• [What you should do]: Copy exactly the lines of the data below that run from the line holding "mark: the shadow on grass" through the line holding "mark: the roof of low building", both ends included.

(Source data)
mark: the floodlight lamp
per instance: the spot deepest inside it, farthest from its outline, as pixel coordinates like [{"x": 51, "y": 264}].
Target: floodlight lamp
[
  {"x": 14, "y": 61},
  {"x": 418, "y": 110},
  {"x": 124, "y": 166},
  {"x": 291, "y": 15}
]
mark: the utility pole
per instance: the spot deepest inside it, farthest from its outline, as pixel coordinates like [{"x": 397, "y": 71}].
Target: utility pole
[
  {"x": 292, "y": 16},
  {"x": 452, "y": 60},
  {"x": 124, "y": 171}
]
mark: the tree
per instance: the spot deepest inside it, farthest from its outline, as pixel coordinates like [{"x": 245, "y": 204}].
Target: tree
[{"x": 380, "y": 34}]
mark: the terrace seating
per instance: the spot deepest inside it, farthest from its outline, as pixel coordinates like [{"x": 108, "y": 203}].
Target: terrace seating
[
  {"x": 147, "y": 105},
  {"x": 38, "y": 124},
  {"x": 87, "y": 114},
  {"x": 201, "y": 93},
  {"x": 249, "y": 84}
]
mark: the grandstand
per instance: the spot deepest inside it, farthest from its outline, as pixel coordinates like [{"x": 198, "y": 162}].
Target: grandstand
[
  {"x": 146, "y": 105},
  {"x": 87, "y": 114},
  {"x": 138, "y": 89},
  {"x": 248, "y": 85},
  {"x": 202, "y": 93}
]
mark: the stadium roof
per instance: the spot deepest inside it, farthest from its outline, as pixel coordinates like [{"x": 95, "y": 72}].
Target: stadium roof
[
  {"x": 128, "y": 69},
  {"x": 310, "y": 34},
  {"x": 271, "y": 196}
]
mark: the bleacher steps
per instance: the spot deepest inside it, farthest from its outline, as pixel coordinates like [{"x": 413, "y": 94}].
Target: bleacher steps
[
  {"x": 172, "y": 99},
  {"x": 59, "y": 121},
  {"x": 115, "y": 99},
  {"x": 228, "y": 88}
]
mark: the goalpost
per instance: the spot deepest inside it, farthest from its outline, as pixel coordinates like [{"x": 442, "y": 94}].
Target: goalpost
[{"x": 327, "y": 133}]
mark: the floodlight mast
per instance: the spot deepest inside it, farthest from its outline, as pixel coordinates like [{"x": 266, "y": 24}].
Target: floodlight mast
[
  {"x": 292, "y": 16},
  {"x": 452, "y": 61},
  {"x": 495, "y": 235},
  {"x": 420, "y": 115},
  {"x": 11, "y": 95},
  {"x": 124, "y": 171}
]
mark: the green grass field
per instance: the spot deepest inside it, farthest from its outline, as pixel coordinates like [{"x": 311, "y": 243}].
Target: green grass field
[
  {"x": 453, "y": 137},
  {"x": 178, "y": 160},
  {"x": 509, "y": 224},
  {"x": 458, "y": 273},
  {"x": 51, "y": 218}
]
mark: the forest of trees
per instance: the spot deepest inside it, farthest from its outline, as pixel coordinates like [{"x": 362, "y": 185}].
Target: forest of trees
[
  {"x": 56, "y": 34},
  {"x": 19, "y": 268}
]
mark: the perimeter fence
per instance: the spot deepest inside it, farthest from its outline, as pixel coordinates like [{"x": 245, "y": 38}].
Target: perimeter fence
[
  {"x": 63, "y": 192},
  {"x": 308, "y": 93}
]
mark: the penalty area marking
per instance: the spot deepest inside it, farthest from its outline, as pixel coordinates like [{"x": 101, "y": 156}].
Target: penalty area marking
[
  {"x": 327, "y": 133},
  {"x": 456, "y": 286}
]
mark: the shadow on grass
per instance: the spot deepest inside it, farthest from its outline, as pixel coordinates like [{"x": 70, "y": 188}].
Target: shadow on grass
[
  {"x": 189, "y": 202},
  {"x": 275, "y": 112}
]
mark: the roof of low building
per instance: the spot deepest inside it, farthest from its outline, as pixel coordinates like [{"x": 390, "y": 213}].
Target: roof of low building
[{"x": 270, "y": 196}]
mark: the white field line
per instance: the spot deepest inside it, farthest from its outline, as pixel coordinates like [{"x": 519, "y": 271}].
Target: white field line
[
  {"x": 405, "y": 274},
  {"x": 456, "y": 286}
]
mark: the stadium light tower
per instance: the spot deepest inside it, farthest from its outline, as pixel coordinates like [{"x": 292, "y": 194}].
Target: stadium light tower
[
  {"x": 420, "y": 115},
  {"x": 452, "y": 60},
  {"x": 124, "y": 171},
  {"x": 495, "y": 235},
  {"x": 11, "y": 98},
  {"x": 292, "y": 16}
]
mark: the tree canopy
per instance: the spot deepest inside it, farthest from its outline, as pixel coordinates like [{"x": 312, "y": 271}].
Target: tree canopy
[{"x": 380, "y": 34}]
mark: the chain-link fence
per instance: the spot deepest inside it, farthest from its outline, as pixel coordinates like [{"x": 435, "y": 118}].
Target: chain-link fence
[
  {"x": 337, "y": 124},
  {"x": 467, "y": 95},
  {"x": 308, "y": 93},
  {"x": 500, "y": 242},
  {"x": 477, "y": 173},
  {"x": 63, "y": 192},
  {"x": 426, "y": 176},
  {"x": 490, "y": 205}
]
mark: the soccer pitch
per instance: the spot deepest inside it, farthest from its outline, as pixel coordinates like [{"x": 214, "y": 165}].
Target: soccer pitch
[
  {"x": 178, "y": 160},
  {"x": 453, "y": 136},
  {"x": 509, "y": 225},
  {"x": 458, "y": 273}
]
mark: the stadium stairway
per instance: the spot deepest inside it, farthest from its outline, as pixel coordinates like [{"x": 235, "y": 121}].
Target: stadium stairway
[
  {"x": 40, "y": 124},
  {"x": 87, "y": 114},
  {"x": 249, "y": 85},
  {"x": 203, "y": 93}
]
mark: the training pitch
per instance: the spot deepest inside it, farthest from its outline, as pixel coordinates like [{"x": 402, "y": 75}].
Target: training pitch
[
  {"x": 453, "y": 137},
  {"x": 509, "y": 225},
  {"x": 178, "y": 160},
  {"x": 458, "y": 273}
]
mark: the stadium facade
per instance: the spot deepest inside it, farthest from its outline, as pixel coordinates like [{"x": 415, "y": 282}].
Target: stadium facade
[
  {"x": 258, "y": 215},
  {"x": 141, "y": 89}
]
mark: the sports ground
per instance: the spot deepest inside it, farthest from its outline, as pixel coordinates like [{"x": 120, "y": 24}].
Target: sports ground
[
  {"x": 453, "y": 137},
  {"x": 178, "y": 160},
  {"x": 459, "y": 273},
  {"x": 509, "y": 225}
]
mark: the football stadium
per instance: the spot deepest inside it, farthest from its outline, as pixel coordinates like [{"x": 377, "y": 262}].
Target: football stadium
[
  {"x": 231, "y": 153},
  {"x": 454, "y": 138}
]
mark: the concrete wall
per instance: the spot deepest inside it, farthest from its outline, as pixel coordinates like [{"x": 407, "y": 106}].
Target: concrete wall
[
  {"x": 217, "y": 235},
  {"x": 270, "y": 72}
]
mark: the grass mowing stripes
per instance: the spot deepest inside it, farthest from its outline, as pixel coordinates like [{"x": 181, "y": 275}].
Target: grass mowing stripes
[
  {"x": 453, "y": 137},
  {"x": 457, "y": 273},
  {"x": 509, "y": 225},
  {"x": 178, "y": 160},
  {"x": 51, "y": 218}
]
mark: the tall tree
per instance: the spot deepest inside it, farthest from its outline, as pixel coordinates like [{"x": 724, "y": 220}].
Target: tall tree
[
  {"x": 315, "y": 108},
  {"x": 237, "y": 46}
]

• [Result for this exercise]:
mark: the shadow on grass
per instance: the spot deepest inside it, farthest from its outline, as pixel coordinates like [{"x": 70, "y": 188}].
Target: shadow on grass
[
  {"x": 189, "y": 202},
  {"x": 275, "y": 112}
]
mark: the roof of low building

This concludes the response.